_Document section:_
----------

Introduction
I've been working for a while on a voice chat program in C# and encountered a vexing problem. Uncompressed audio data simply wouldn't do for a chat program and yet
all of the .NET voice compression solutions I could find were quite expensive. Speex, the license-free open-source voice codec, seemed to be the obvious choice, and yet an exhaustive search turned up no C# implementations of the library. A quick search on SourceForge turned up a few such projects, but all were incomplete and long-abandoned. This is not a
comforting fact for someone considering attempting the same feat.
Of course the entire time an exceedingly simple solution was readily available, if only I had been able to see it. The Speex website provides two command-line utilities, speexenc
and speexdec
. As I was looking for a programmatic solution, it never occurred to me to even look at the syntax of these
utilities. If I had, I would've seen how easy it would be to use the utilities from .NET code.
What is Speex?
Speex is a license-free open-source voice codec. It is used for compressing audio data into a smaller format, which is advantageous for transmitting voice over the internet. Keep in mind
that it is generally not efficient for non-voice data. This is because (according to Wikipedia) voice codecs work by
eliminating frequencies that cannot be made by the human voices and those that are inaudible to human ears. With a reduced number of available frequencies, the audio data can be stored in a more compact form. Speex is usually used in VoIP programs and other, similar internet voice applications, but
it can also be used simply for reducing the size of a file on your computer.
More information can be found at speex.org.

----------

_Tasks for this exercise:_
1. Name every website that the Speex write-up mentions by name.
2. Write the next part of the article on using Speex from C#, picking up after its final line.

_Raw data:_

----------

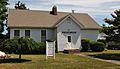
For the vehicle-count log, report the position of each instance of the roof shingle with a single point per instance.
(39, 19)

----------

_Answers in order:_
1.
SourceForge
Wikipedia
speex.org

2.
Using the Code
This code is quite simple to use. It contains an exception class, two structures for storing various data, and a class with two methods: encode
and decode
. It also makes use of a heavily modified version of Sujoy G.'s clsWaveProcessor
class from his article Wave File Processor in C#. I've added a new field
that contains the raw PCM data, removed all methods except for WaveHeaderIN, and
edited that method to work on a stream instead of a filename. Here is the meat of the program, the Codec
class.
public class Codec
{
public EncodeReturn Encode(byte[] raw, int bytespersecond,
int samplespersecond, bool stereo,
short bitspersample, bool denoise, bool agc)
{
Process encProc = Process.Start("speexenc",
"-u " + (denoise ? "--denoise " : "") + "--agc " + "--bitrate " + bytespersecond * 8 + " " + "--rate " + samplespersecond + " " + (stereo ? "--stereo " : "") + (bitspersample != 16 ? "--8bit " : "") + "con con");
foreach (byte b in raw)
{
encProc.StandardInput.BaseStream.WriteByte(b);
}
encProc.WaitForExit();
if (encProc.ExitCode != 0)
throw new EncodeDecodeFailureException(encProc.ExitCode);
encProc.StandardOutput.ReadLine();
BinaryReader br = new BinaryReader(encProc.StandardOutput.BaseStream);
byte[] retB = new byte[encProc.StandardOutput.BaseStream.Length];
encProc.StandardOutput.ReadLine();
int k = 0;
while (!encProc.StandardOutput.EndOfStream)
{
retB[k++] = br.ReadByte();
}
br.Close();
EncodeReturn retVal = new EncodeReturn(retB);
return retVal;
}
public DecodeReturn Decode(byte[] raw)
{
Process decProc = Process.Start("speexdec", "--force-uwb con con");
foreach (byte b in raw)
{
decProc.StandardInput.BaseStream.WriteByte(b);
}
decProc.WaitForExit();
if (decProc.ExitCode != 0)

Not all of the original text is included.